_What to produce_
Show every line from the data below that includes "placing".

Items listed in a dataset:
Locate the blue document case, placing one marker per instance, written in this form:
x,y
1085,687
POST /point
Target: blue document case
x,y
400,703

---

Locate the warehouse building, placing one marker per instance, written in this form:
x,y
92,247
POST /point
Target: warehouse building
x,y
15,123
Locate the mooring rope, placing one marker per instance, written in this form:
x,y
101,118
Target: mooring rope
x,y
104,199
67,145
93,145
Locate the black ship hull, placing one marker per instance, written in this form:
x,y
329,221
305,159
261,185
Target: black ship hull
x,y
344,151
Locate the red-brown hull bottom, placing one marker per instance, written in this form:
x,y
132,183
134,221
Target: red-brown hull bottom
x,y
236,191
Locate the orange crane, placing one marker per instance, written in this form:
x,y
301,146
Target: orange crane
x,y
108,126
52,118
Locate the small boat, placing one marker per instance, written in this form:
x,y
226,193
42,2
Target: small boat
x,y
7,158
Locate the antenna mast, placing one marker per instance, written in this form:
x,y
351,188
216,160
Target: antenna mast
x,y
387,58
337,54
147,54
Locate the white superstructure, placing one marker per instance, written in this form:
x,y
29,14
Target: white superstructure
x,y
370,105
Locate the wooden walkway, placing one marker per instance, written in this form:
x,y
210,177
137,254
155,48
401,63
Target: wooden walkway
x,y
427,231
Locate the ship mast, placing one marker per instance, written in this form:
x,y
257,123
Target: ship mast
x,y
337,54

--

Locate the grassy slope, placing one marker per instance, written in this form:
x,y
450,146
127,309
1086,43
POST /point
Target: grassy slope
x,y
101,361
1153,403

_Solution_
Locate the blue document case, placing one marker per instance, written in this form:
Locate the warehouse building, placing one marker per instance, written in this form:
Locate the mooring rope, placing one marker per instance, written in this form:
Locate the black ship hull, placing one marker per instance, written in this form:
Locate the red-brown hull bottom, placing one marker per instance, written in this form:
Locate the orange crane, placing one marker per instance, written in this form:
Locate the small boat, placing one marker per instance, written in this form:
Locate the antenna mast, placing one marker per instance, written in this form:
Locate the white superstructure, placing one marker per instance, written in this form:
Locate the wooden walkway, placing one marker per instance, written in this form:
Locate the ship mast, placing one marker per instance, written in this form:
Locate the grassy slope, placing one marker per instance, written in this form:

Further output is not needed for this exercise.